Is it better to take a short term loan with higher rates, or a long term loan with lower monthly payments?
It depends on the total interest paid for each loan option and whether the monthly payments are affordable for your budget. Ultimately, you want to pay the least amount of interest over the course of the loan, but it's important to choose a repayment plan that you can afford.
Is a personal loan better than using a credit card and if so, why?
There are pros and cons to both, and it really comes down to the loan purpose and whether you want to pay off the debt quickly or have the ability to borrow repeatedly over a period of time. Personal loans are better for long-term financing for a one-time financial need. You have a fixed interest rate, a fixed monthly payment, and a fixed repayment period but once you've repaid the loan you have to reapply for additional financing.
With a credit card, you can borrow money repeatedly as long as you stick to the repayment terms and you have available credit. Your interest rate can change. Your monthly payment can change based on your balance and your repayment period is based on your monthly payment. You have more flexibility with repaying a credit card balance, but that could lead to long-term debt if you're not careful.
When should you avoid taking out a personal loan?
You should avoid taking out a loan if you're having financial trouble and you can't afford to make your current payments. You should also avoid taking out a personal loan if you're getting ready to apply for a car loan or mortgage. Adding new debts could make it harder to get approved for major loans.
How often should you make repayments on a personal loan and is it worth trying to pay off your loan early?
You should definitely make your monthly payments on time. Paying extra can allow you to pay off your loan early and save on interest. Make sure there's no penalty for early payment. If there is, weigh the penalty against the interest savings. If you're saving a significant amount of interest, paying the penalty may be worth it.
What are the risks involved with payday loans?

* Your tasks
A: According to the loan FAQ, what should you make sure of before paying extra to pay off a personal loan early?
B: Write out the passage of the loan FAQ between "When should you" and "with payday loans?", inclusive.
C: Decide whether each statement agrees with the loan FAQ, answering yes or no and quoting the words that settle it: (i) A personal loan carries a fixed interest rate. (ii) A credit card's interest rate stays the same. (iii) Someone about to apply for a mortgage should avoid taking out a personal loan.

* Dataset
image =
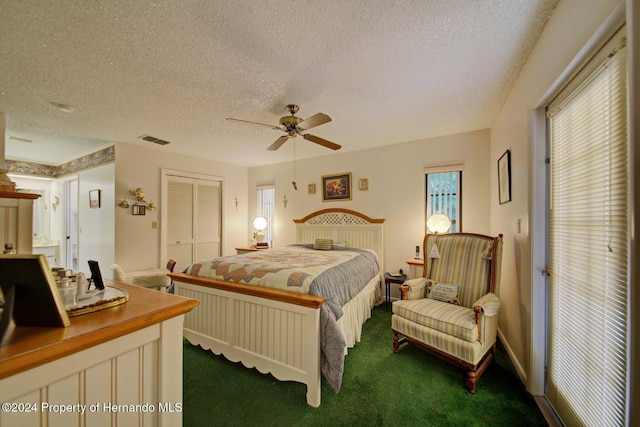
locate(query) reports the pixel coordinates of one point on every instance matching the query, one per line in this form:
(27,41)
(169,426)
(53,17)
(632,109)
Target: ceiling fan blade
(254,123)
(313,121)
(278,143)
(322,142)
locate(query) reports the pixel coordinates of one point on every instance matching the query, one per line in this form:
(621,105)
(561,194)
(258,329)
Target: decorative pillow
(444,292)
(323,244)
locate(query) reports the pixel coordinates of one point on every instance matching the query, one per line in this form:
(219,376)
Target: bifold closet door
(193,220)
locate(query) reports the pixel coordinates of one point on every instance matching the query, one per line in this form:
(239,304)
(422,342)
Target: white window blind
(588,249)
(266,209)
(444,186)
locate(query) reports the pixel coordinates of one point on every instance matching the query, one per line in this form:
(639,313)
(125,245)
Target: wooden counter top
(27,347)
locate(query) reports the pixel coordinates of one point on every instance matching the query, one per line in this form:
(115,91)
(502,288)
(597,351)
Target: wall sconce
(138,210)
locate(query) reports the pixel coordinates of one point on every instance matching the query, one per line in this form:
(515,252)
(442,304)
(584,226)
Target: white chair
(155,278)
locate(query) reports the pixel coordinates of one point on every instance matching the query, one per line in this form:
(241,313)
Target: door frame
(539,211)
(165,174)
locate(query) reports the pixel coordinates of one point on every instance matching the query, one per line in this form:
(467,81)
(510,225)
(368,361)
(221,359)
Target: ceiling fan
(294,126)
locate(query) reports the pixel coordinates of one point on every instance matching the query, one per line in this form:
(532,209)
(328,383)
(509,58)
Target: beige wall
(396,188)
(137,243)
(568,30)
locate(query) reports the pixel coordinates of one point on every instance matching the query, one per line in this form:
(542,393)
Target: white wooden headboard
(355,228)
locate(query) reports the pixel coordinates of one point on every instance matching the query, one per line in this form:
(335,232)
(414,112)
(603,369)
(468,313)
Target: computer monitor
(96,276)
(30,292)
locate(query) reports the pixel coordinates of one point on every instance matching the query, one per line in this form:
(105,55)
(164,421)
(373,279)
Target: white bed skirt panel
(274,337)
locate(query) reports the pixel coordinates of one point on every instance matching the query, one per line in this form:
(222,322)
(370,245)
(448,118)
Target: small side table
(388,280)
(246,249)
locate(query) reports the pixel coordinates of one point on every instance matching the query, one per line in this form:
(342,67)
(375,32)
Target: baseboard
(516,363)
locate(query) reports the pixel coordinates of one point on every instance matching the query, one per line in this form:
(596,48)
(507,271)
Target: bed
(294,331)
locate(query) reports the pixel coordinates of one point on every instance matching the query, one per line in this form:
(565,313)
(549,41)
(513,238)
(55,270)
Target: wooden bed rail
(305,300)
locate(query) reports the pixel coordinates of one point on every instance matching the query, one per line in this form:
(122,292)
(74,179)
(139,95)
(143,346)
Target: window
(444,193)
(265,197)
(588,246)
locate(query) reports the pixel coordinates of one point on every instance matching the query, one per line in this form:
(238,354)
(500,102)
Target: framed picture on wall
(336,187)
(504,177)
(94,199)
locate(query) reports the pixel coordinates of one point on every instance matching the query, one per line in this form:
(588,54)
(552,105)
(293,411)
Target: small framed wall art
(94,199)
(311,189)
(336,187)
(504,177)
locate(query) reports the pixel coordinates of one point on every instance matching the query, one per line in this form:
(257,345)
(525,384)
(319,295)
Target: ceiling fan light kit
(293,126)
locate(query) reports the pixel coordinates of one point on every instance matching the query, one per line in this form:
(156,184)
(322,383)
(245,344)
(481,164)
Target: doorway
(71,224)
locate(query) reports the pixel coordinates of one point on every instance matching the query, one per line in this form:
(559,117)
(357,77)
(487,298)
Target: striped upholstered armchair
(452,311)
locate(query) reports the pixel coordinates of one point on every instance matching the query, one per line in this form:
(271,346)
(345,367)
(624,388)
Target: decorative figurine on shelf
(138,194)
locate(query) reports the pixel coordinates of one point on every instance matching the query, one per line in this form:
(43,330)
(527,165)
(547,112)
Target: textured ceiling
(385,71)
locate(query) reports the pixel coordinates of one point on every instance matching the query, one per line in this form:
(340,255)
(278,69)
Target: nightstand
(246,249)
(388,280)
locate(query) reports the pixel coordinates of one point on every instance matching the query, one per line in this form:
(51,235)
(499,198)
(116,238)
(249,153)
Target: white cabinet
(129,355)
(52,252)
(16,221)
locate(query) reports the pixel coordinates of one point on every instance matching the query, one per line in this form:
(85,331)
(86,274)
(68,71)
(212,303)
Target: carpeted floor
(380,388)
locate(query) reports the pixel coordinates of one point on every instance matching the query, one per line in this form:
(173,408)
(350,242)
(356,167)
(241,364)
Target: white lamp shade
(438,223)
(259,223)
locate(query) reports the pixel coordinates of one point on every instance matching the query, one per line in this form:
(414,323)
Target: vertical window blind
(588,248)
(443,196)
(266,208)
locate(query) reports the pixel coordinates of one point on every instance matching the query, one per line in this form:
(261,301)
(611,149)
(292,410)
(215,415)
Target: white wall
(396,188)
(96,226)
(137,243)
(568,30)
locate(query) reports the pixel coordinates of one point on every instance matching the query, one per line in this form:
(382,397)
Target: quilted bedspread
(338,275)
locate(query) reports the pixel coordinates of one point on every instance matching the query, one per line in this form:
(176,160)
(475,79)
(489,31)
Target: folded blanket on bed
(338,275)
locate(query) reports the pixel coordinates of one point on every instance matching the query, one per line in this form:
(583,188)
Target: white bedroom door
(193,219)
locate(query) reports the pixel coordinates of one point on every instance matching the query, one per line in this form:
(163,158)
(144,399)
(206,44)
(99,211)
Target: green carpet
(378,388)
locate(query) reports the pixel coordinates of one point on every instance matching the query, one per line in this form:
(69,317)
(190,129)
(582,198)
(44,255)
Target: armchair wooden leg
(397,341)
(472,378)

* Task-by-task outputs
A: Make sure there is no penalty for early payment.

B:
When should you avoid taking out a personal loan?
You should avoid taking out a loan if you're having financial trouble and you can't afford to make your current payments. You should also avoid taking out a personal loan if you're getting ready to apply for a car loan or mortgage. Adding new debts could make it harder to get approved for major loans.
How often should you make repayments on a personal loan and is it worth trying to pay off your loan early?
You should definitely make your monthly payments on time. Paying extra can allow you to pay off your loan early and save on interest. Make sure there's no penalty for early payment. If there is, weigh the penalty against the interest savings. If you're saving a significant amount of interest, paying the penalty may be worth it.
What are the risks involved with payday loans?

C:
(i) Yes: "You have a fixed interest rate, a fixed monthly payment, and a fixed repayment period"
(ii) No: "Your interest rate can change."
(iii) Yes: "You should also avoid taking out a personal loan if you're getting ready to apply for a car loan or mortgage."